> [DATA SECTION]
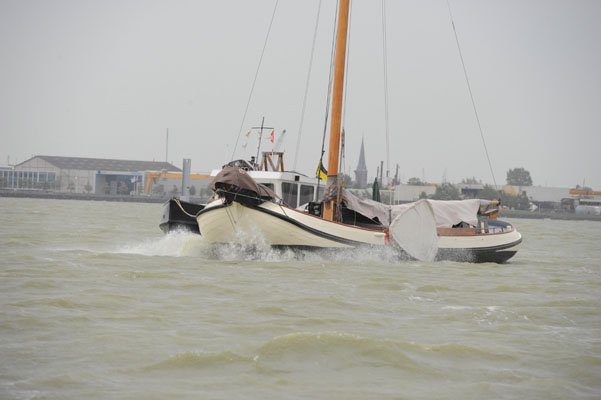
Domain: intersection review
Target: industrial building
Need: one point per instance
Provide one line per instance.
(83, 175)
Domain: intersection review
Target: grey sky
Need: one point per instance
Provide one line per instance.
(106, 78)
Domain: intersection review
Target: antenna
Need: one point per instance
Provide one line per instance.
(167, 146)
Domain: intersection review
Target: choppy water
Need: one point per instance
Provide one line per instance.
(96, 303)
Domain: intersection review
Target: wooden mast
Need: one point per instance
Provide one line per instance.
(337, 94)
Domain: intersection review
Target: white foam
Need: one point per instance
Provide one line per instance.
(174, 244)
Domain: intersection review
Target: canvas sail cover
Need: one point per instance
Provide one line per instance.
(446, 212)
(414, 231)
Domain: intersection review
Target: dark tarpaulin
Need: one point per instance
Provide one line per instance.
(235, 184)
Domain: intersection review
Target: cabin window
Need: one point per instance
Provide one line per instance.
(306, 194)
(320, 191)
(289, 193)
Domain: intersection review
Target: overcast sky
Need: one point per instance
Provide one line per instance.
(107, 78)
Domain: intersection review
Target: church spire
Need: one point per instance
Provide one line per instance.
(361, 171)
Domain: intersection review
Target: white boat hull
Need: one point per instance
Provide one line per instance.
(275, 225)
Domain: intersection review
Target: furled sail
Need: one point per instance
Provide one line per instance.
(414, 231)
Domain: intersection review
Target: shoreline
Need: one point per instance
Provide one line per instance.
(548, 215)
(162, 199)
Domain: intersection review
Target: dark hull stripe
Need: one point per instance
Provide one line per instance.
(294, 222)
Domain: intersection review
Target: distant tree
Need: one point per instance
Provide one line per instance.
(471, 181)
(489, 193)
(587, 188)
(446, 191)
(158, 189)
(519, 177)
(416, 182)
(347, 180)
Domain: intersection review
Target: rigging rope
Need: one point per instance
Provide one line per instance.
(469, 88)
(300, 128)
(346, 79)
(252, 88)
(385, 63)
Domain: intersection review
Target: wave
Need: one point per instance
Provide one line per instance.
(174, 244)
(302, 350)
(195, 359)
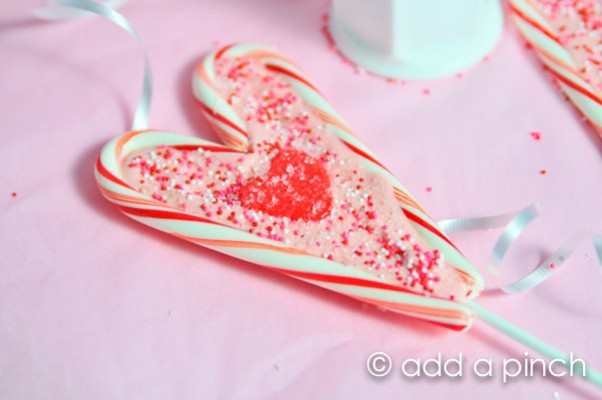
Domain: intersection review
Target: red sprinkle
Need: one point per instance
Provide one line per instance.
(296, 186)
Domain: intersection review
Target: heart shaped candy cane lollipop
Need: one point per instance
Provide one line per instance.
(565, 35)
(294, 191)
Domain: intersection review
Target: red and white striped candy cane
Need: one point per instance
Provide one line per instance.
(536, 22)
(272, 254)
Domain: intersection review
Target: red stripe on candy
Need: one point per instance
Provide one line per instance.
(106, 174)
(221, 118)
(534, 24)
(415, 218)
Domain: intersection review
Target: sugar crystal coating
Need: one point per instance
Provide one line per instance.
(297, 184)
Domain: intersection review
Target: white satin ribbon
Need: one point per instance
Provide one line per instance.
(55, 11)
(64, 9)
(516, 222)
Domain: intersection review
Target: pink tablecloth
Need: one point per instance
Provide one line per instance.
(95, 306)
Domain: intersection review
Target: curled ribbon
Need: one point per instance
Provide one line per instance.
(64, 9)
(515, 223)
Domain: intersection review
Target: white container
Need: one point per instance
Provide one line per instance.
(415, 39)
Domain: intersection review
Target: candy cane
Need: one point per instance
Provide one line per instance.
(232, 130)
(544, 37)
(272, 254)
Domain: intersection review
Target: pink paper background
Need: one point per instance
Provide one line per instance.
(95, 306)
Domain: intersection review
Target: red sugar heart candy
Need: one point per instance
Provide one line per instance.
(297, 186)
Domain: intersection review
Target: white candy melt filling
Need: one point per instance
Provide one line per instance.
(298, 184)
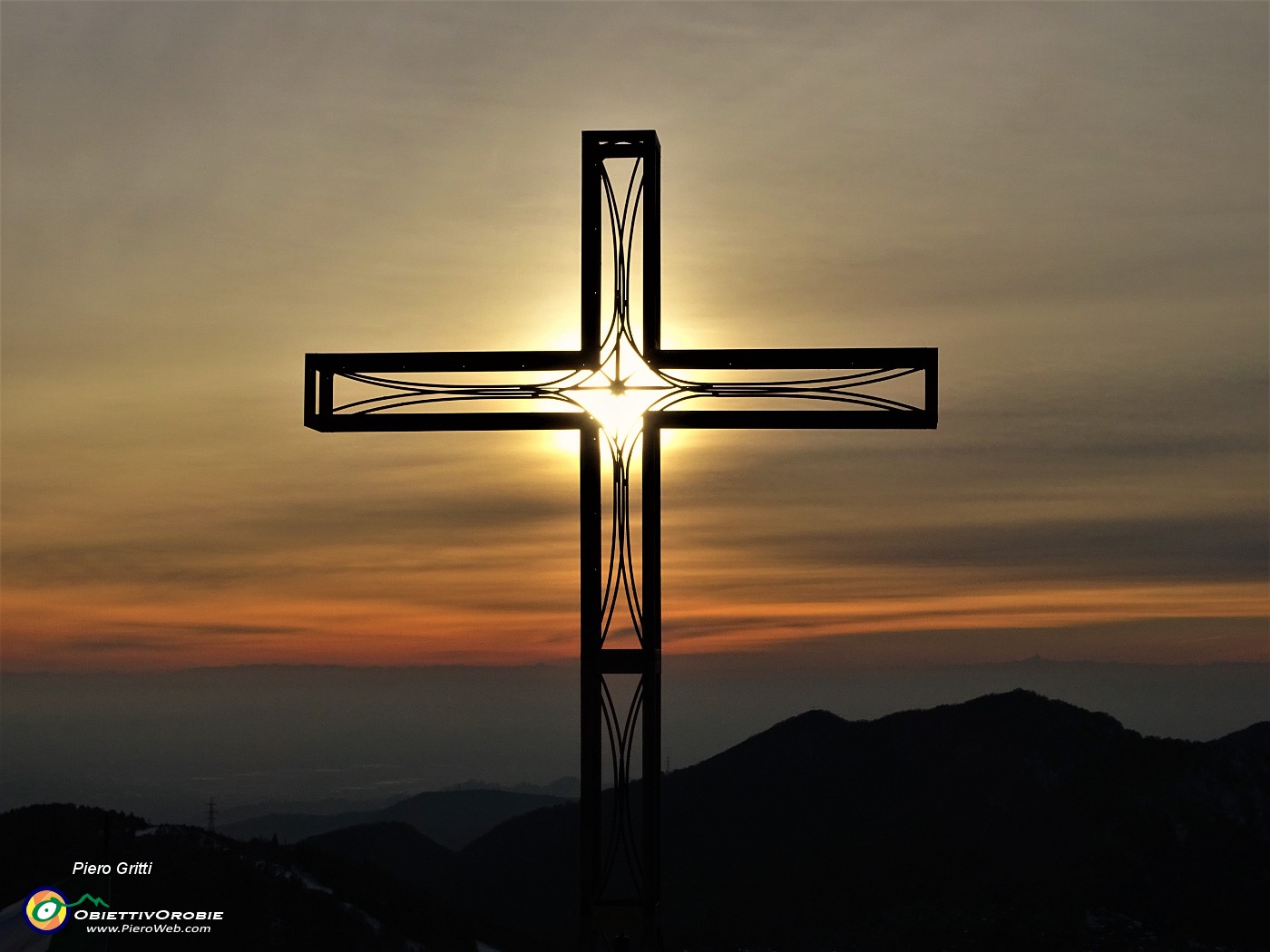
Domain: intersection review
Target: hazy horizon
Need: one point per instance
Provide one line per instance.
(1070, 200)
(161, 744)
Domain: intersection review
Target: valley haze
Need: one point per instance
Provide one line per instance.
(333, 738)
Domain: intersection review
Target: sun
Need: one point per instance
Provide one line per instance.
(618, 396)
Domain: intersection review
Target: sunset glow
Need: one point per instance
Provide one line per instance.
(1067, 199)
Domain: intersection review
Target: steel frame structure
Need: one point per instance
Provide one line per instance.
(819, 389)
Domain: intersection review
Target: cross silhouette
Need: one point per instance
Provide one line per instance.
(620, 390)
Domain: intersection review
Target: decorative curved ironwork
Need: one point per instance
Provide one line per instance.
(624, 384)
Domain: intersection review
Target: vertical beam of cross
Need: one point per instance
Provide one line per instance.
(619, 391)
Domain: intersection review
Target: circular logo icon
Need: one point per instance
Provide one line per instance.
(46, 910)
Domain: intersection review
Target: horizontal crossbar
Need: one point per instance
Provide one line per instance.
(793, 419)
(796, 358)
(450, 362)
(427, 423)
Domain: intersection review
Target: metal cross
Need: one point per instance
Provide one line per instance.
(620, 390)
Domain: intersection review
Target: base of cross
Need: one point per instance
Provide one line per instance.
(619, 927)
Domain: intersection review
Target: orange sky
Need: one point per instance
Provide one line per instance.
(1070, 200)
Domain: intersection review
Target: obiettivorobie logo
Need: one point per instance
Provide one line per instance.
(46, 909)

> [WHAT YOU NEED TO DO] Each entry above should be reproduced exactly, with the pictures removed.

> [COMPLETE ANSWER]
Domain: intersection review
Target: industrial building
Need: one point per instance
Provide one line per instance.
(83, 175)
Domain: intersection review
Target: grey sky
Need: one point per instance
Provide one line per instance.
(106, 78)
Domain: intersection review
Target: antenna
Need: one point per instance
Provide one line per instance.
(167, 146)
Domain: intersection review
Target: choppy water
Need: one point per instance
Provide one line per instance.
(96, 303)
Domain: intersection review
Target: wooden mast
Need: one point per instance
Provide one line per instance.
(337, 94)
Domain: intersection review
Target: white foam
Need: one point per instance
Provide one line per instance.
(174, 244)
Domain: intersection review
Target: canvas sail cover
Need: one point per instance
Provide one line per instance.
(446, 212)
(414, 231)
Domain: intersection review
Target: dark tarpaulin
Need: one point per instance
Provide one line per instance.
(235, 184)
Domain: intersection review
Target: cabin window
Need: one point per instance
Provide one line per instance.
(306, 194)
(320, 191)
(289, 193)
Domain: intersection review
Target: overcast sky
Need: one point per instance
Provide one line per instance.
(107, 78)
Domain: intersection review
Target: church spire
Need: one point per instance
Provide one line per instance.
(361, 171)
Domain: intersection review
Target: white boat hull
Need: one point per instance
Provide one line per instance.
(275, 225)
Domain: intersection review
Target: furled sail
Need: one point per instance
Provide one line per instance.
(414, 231)
Domain: intersection review
Target: shoreline
Need: one point per instance
Provide one line per instance.
(548, 215)
(162, 199)
Domain: intersection review
Target: dark hull stripe
Need: one point per instance
Provide one line per instance.
(294, 222)
Domain: intersection review
Target: distant tree
Need: one point per instance
Provide one line per instance.
(471, 181)
(489, 193)
(587, 188)
(446, 191)
(158, 189)
(519, 177)
(416, 182)
(347, 180)
Domain: intersection review
Target: rigging rope
Need: one point per instance
Provide one line per instance.
(469, 88)
(300, 128)
(346, 79)
(252, 88)
(385, 63)
Domain: intersection review
Target: wave
Need: one point per instance
Provide one line per instance.
(174, 244)
(302, 350)
(195, 359)
Domain: intersection review
Target: red sprinkle
Need: one point per instance
Provide one line per instance.
(296, 186)
Domain: intersection review
Target: heart shaped candy cane lollipop
Need: one point per instance
Provide one line per instance.
(565, 35)
(294, 191)
Domain: intersection review
Target: red and white striped candy cane
Need: one point per instance
Provide one line per instance.
(536, 22)
(272, 254)
Domain: intersection review
Target: red stripe on candy
Need: one point per instance
Provide one line per instance.
(106, 174)
(221, 118)
(534, 24)
(415, 218)
Domain: intersection review
Target: sugar crystal coating
Need: one point per instance
Provide one line per instance.
(297, 184)
Domain: intersection review
Target: white satin ribbon
Need: one point per instance
Provide one line per instance.
(55, 11)
(64, 9)
(516, 222)
Domain: intersection review
Target: pink tablecloth
Need: one point per instance
Provide one line per instance.
(95, 306)
Domain: intersection review
Target: curled ribbon
Need: one point per instance
Provide one line per instance.
(64, 9)
(515, 223)
Domain: intersection review
Target: white container
Need: one point per instance
Provide one line per instance.
(415, 39)
Domain: intersection review
Target: candy cane
Need: one point per instance
Provide one line per instance.
(232, 130)
(544, 37)
(272, 254)
Domain: intersection review
Target: pink paper background
Need: one point per instance
Provide one line per instance.
(95, 306)
Domain: intersection review
Target: red sugar heart candy
Need: one point per instance
Provide one line per instance.
(297, 186)
Domain: intersection review
Target: white candy melt filling
Need: one point per instance
Provide one line per instance.
(298, 184)
Domain: intersection review
Target: hazy horizon
Need: one point per instance
Provide one line per instance.
(1070, 200)
(161, 744)
Domain: intersection review
Target: valley haze
Need: one point per instance
Provide one line per instance.
(333, 738)
Domain: intersection review
Target: sun
Need: one point per instance
Provide one line per instance.
(618, 396)
Domain: intersection review
Target: sunset glow
Need: one point per instance
Provide one line per instance.
(1067, 199)
Domain: intersection review
Target: steel frame structure
Need: one point per instance
Provide one line per instance.
(819, 389)
Domain: intersection review
Target: cross silhouette
Need: one point per instance
Provide one line per instance.
(620, 390)
Domain: intersection review
Target: decorative curved ironwork
Need: one point per instance
Provide one line per instance.
(624, 384)
Domain: intersection review
Target: vertical beam of cross
Need: one point per instance
Provide one line per instance.
(619, 391)
Domain: intersection review
Target: circular logo icon
Need: one point per instance
Provide one line per instance.
(46, 910)
Domain: intersection review
Target: horizontal crossbar
Need: one point per instance
Provide one line per instance.
(793, 419)
(796, 358)
(450, 362)
(427, 423)
Domain: intersection review
Target: metal cross
Need: one point per instance
Provide one line per instance.
(620, 390)
Domain: intersection review
Target: base of cross
Need: one point per instance
Provide one line per instance.
(619, 927)
Domain: intersection review
Target: orange sky
Need: one point per instance
Provide one line per instance.
(1070, 200)
Domain: intersection review
Target: obiettivorobie logo
Need: one point per instance
Provide one line per instance.
(46, 909)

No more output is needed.